**Consigne écrite A:** Dans l'extrait sur le procès de réhabilitation, recopiez le passage allant de "Car ce n’est" jusqu'à "le procès de réhabilitation." en substituant "Reims" à "Rouen".
**Consigne écrite B:** Relevez toutes les formes verbales au passé simple que contient l'extrait sur le procès de réhabilitation.
**Consigne écrite C:** Poursuivez l'extrait sur le procès de réhabilitation à partir de sa dernière phrase.

Car ce n’est pas seulement à Orléans, c’est dans la plupart des villes qu’elle avait délivrées qu’elle demeurait présente. Il était plus facile de la brûler que de l’arracher de l’âme de la France. Au temps où le roi l’abandonnait, les villes faisaient des processions pour sa délivrance. Puis le royaume, peu à peu, se rétablit. Rouen fut enfin reprise. Et Charles VII, qui ne se souciait pas d’avoir été sacré grâce à une sorcière, ordonna le procès de réhabilitation.

**Données fournies:**
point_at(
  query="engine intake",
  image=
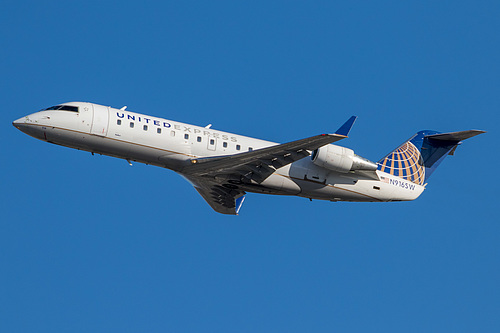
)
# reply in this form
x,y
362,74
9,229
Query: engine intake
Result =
x,y
341,159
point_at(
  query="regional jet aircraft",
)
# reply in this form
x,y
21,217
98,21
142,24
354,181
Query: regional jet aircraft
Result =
x,y
223,166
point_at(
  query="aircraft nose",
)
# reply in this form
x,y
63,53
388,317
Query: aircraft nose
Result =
x,y
19,122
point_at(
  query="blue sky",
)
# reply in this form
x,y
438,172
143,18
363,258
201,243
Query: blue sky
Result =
x,y
88,243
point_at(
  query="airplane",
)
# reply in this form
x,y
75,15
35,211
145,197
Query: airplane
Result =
x,y
223,166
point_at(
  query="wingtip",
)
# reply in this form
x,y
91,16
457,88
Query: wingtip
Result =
x,y
346,127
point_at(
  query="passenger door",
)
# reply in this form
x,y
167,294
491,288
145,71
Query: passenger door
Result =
x,y
100,120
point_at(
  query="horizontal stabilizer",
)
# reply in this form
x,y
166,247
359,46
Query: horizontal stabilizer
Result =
x,y
455,136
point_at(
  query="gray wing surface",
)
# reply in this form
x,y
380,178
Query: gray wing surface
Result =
x,y
211,176
225,200
259,164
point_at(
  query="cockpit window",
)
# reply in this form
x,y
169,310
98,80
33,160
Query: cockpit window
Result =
x,y
63,108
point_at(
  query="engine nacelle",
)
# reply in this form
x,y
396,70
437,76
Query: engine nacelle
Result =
x,y
341,159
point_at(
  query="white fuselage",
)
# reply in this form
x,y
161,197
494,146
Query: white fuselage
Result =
x,y
170,144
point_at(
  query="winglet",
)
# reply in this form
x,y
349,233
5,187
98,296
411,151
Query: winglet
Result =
x,y
346,128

**Résultat de l'exercice A:**
Car ce n’est pas seulement à Orléans, c’est dans la plupart des villes qu’elle avait délivrées qu’elle demeurait présente. Il était plus facile de la brûler que de l’arracher de l’âme de la France. Au temps où le roi l’abandonnait, les villes faisaient des processions pour sa délivrance. Puis le royaume, peu à peu, se rétablit. Reims fut enfin reprise. Et Charles VII, qui ne se souciait pas d’avoir été sacré grâce à une sorcière, ordonna le procès de réhabilitation.

**Résultat de l'exercice B:**
- se rétablit
- fut reprise
- ordonna

**Résultat de l'exercice C:**
À Notre-Dame de Paris, la mère de Jeanne, petite forme de deuil terrifiée dans l’immense nef, vient présenter le rescrit par lequel le pape autorise la révision. Autour d’elle, ceux de Domrémy qui ont pu venir, et ceux de Vaucouleurs, de Chinon, d’Orléans, de Reins, de Compiègne… Tout le passé revient avec cette voix que le chroniqueur appelle une lugubre plainte : «Bien que ma fille n’ait pensé, ni ourdi, ni rien fait qui ne fût selon la foi, des gens qui lui voulaient du mal lui imputèrent mensongèrement nombre de crimes. Ils la condamnèrent iniquement et…» La voix désespérée se brise. Alors, Paris, qui ne se souvient plus d’avoir jamais été bourguignonne, Paris redevenue soudain la ville de Saint-Louis, pleure avec ceux de Domrémy et de Vaucouleurs, et le rappel du bûcher se perd dans l’immense rumeur de sanglots qui monte au-dessus de la pauvre forme noire.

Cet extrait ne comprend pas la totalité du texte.